> [Testo fornito]
Secondo le stime statistiche messe a disposizione della Fao, in Italia si consumano circa 20 Kg di pesce pro capite all’anno (superiore alla media globale) contro i 17 Kg consumati in media a livello mondiale. Fatti allarmanti degni di suscitare la nostra attenzione sono le pratiche, seppure lecite, messe in atto e disconosciute dal consumatore: polpi, totani e calamari che vengono sbiancati con l’acqua ossigenata per renderli più belli a chi li acquista sui banchi frigoriferi, crostacei con solfiti, citrati per preservare la freschezza del pesce; casi come questi sono costantemente all’ordine del giorno e ci dovrebbero allarmare e porre sull’attenti.
Pratiche commerciali disconosciute nel mercato ittico: frode alimentare o no?
Sui banchi dei mercati ittici troviamo polpi, calamari, totani e seppie che presentano un biancore lucente cagionato dall’impiego dell’acqua ossigenata ma ciò avviene, nostro malgrado, di fronte al consenso della normativa emanata dal Ministero della Salute che ha concesso l’utilizzo di “soluzioni acquose contenenti il perossido di idrogeno” e di altre sostanze per rendere sempre più pallidi i molluschi cefalopodi. Per fortuna non ci sono problemi per la salute ma è giusto che i consumatori siano informati sulle pratiche messe in atto prima che il pesce raggiunga le nostre tavole. Dato che l’utilizzo di questi “coadiuvanti tecnologici” come ausilio durante la fase di lavorazione e non come ingredienti è prassi ricorrente però può non essere dichiarato in etichetta. Ciò cagiona enormemente un problema di trasparenza tant’è vero che un gruppo di produttori, distributori, enti ed associazioni di categoria ha fatto una petizione per istituire la cogenza nell’indicare l’eventuale trattamento effettuato sul prodotto ittico in etichetta: ciò consentirebbe di specificare in modo palese se il prodotto è naturale o trattato. La raccolta di firme destinata a sensibilizzare il Ministero della Salute e quello delle Politiche agricole avviene sul sito www.change.org.

> [Requisiti del problema] Continua il testo sui trattamenti del pesce venduto nei mercati ittici, proseguendo dopo la sua ultima frase.

> [Record estratti]
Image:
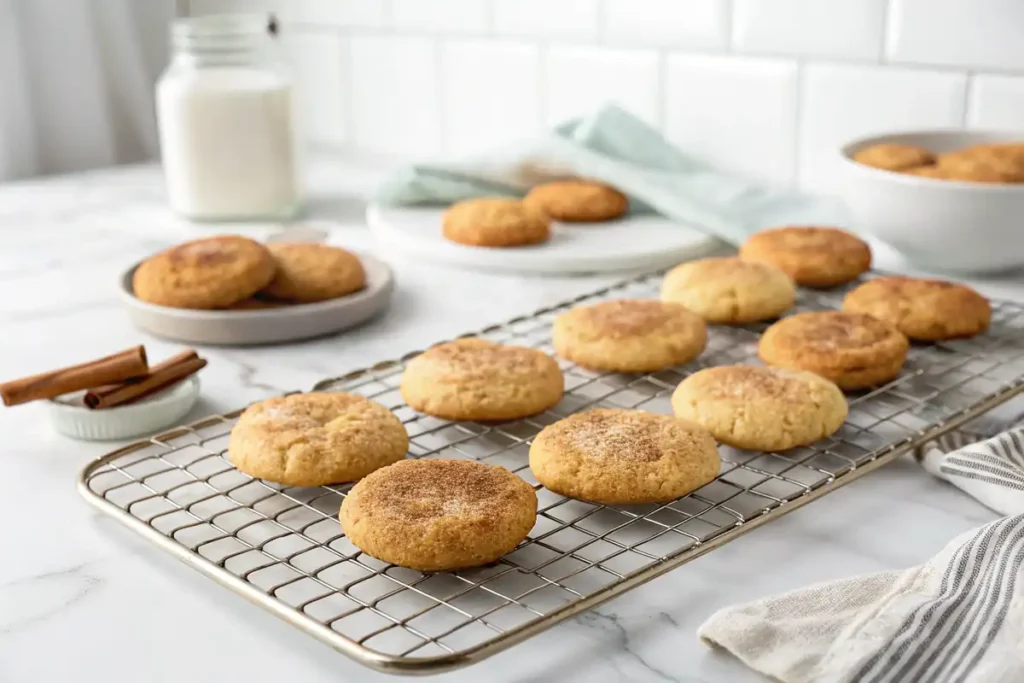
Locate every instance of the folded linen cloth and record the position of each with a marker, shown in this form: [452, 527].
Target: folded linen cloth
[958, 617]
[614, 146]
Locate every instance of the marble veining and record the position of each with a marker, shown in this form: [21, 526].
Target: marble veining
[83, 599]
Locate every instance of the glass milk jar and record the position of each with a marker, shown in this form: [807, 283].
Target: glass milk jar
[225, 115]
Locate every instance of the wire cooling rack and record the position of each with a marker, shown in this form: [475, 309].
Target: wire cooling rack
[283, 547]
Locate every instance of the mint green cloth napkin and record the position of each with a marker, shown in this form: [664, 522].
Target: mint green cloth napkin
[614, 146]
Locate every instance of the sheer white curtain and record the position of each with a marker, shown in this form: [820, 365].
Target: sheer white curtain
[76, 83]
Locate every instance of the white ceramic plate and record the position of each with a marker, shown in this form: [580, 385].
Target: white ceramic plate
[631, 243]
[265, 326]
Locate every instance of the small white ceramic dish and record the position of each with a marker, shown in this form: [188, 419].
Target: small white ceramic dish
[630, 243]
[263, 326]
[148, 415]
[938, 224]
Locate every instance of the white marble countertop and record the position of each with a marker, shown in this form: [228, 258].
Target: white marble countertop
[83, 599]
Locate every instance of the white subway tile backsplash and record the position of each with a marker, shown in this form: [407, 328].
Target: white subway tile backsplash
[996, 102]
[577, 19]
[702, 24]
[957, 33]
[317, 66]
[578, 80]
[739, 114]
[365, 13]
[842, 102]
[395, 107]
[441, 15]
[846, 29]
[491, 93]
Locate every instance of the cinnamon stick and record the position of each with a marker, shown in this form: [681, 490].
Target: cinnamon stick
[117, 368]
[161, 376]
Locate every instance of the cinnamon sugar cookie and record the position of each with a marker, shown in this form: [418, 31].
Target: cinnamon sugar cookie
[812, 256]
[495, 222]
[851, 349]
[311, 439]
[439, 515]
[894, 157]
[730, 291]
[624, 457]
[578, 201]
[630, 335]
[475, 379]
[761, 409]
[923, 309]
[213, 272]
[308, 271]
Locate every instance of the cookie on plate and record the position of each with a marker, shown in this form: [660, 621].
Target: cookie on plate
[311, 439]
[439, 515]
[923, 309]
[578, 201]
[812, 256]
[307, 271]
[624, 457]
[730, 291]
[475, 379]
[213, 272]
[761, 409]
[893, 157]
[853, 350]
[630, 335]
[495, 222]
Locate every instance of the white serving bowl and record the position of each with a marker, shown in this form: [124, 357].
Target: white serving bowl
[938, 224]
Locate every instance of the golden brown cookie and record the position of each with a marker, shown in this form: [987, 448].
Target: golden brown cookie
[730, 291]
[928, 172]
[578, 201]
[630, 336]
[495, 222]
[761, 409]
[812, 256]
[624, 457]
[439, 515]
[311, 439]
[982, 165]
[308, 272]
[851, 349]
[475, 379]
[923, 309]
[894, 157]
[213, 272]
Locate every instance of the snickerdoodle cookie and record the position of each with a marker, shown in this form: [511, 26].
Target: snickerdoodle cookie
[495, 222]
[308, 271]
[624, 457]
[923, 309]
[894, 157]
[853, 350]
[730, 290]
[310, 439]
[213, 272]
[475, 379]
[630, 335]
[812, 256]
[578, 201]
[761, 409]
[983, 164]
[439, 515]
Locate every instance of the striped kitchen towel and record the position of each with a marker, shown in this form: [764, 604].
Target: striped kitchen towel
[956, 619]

> [Il risultato]
I solfiti come conservante nei gamberi e nei crostacei in generale: altro allert ed altra pratica commerciale utilizzata per migliorare l’aspetto estetico del pesce, per conservarlo più a lungo dato che la normativa europea sostiene che i crostacei trattati con i solfiti inibisce la formazione dell’antiestetica macchia nera sulla testa che ne abbatte il valore commerciale. La cosa più confortante per i consumatori è quello che possono leggere in confezione se vi sia la presenza o meno di questi additivi dato che il loro consumo può cagionare problemi non indifferenti per i soggetti intolleranti: tosse, orticaria, difficoltà respiratorie, asma.
Altri additivi “legalizzati” sono i polifosfati ammessi nel pesce congelato per preservarli dai danni permanenti del freddo: nelle quantità sancite dalle norme non c’è alcun pericolo per la nostra salute ma ciò solleva un problema di frode commerciale dato che l’utilizzo di polifosfati facilita l’assorbimento di acqua nel pesce e si rischia di pagare non i Kg di pesce acquistato ma i litri di acqua che penetra nella carne del prodotto ittico.
Per conservare il pesce fresco la prassi commerciale ricorre all’utilizzo dei citrati ed acido citrico (sigle E330. E331) al fine di inibire l’ossidazione oltre ad evitare l’alterazione cromatica in quantità non prescritte dalla legge ma è necessario comunque citare la loro presenza in etichetta.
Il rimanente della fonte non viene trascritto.